-- SET PROBLEM A --
In the bounding-box records, rewrite the lines from the one with "Spot white wall here." through the end of the records, changing "standing man" to "standing person" and leaving everything else as it is.

-- TEXT BLOCK --
<<<<

It seems to me that you are saying the same thing I said above, which is if you expose for the BG-which will happen by placing the visible/dominant histogram peak, not the tiny spike- to the right, the bird will be blown up and the image is a delete. That's why I go by blinkies on the bird and not the histogram and that's why I mentioned exposing for the bird. Of course the x-axis position of the peak is fixed regardless of subject size, but it is the y-axis amplitude that is too small to be visible if the bird is small in the frame. it will look like a small bump and hard to spot. In other words, the histogram does not have local spatial resolution, so in cases where correct exposure is required for a small, localized part of the frame it is not the best choice IMO, both mathematically and also from my extensive field experience, something EJ Piker conveniently dismissed above. 

If the snowy owl is 90% of the frame of course it will be very easy to go by histogram  but I cannot imaging a case in my head where a snowy owl is 90% of the frame. To me that means more like a head shot of  captive bird with from a couple of inches away. And yes I also agree shooting manual for BIF is the best method and it's also how I do it.

I would also like to take this opportunity as my last post to thank folks who have provided positive and constructive comments on my posts, reviews and images,  I wish you all well.

>>>>

-- SET PROBLEM B --
Answer these from the post about exposing for birds:
(i) What does the writer go by on the bird instead of the histogram?
(ii) What method does the writer agree is best for BIF?
(iii) Whom does the writer thank in this last post?

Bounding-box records
<<<<

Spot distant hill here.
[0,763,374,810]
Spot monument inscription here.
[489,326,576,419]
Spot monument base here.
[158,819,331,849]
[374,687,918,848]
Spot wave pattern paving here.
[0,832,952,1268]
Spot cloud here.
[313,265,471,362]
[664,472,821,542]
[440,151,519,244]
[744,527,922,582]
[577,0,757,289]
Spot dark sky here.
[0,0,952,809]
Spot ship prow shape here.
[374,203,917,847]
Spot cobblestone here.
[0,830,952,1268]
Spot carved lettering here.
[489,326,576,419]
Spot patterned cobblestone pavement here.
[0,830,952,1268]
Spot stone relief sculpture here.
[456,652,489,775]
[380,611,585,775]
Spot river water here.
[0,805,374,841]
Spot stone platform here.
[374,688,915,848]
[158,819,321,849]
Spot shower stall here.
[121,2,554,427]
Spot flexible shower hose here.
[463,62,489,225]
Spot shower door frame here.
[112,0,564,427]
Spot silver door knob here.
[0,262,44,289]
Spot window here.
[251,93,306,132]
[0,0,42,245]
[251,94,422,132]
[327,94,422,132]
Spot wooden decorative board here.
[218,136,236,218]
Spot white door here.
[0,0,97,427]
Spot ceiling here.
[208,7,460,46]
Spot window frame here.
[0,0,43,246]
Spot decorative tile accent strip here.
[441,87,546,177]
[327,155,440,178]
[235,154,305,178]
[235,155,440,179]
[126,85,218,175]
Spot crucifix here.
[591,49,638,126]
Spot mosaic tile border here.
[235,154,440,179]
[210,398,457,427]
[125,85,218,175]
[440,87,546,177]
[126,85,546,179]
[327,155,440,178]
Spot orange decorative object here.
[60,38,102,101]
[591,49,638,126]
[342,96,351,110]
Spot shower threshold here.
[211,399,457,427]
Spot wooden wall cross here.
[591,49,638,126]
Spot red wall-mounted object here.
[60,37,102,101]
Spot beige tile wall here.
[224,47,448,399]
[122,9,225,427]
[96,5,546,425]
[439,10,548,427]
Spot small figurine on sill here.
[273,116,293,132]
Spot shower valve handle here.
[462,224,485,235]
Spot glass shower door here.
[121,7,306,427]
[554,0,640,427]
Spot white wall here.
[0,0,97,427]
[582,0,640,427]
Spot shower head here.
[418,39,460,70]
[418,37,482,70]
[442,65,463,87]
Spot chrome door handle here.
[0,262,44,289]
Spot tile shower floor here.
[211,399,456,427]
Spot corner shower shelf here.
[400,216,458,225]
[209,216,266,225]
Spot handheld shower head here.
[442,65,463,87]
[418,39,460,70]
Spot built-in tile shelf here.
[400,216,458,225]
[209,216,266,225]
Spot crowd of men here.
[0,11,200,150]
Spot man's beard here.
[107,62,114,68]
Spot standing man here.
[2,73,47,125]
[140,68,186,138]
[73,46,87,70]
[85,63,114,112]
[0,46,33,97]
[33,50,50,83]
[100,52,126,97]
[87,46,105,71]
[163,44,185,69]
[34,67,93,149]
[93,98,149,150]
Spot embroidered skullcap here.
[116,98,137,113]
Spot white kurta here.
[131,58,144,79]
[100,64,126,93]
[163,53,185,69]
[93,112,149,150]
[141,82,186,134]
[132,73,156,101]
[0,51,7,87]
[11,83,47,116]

>>>>

-- SOLUTION A --
Spot white wall here.
[0,0,97,427]
[582,0,640,427]
Spot shower head here.
[418,39,460,70]
[418,37,482,70]
[442,65,463,87]
Spot chrome door handle here.
[0,262,44,289]
Spot tile shower floor here.
[211,399,456,427]
Spot corner shower shelf here.
[400,216,458,225]
[209,216,266,225]
Spot handheld shower head here.
[442,65,463,87]
[418,39,460,70]
Spot built-in tile shelf here.
[400,216,458,225]
[209,216,266,225]
Spot crowd of men here.
[0,11,200,150]
Spot man's beard here.
[107,62,114,68]
Spot standing person here.
[2,73,47,125]
[140,68,186,138]
[73,46,87,70]
[85,63,114,112]
[0,46,33,97]
[33,50,50,83]
[100,52,126,97]
[87,46,105,71]
[163,44,185,69]
[34,67,93,149]
[93,98,149,150]
Spot embroidered skullcap here.
[116,98,137,113]
Spot white kurta here.
[131,58,144,79]
[100,64,126,93]
[163,53,185,69]
[93,112,149,150]
[141,82,186,134]
[132,73,156,101]
[0,51,7,87]
[11,83,47,116]

-- SOLUTION B --
(i) Blinkies on the bird.
(ii) Shooting manual.
(iii) Folks who have provided positive and constructive comments on the writer's posts, reviews and images.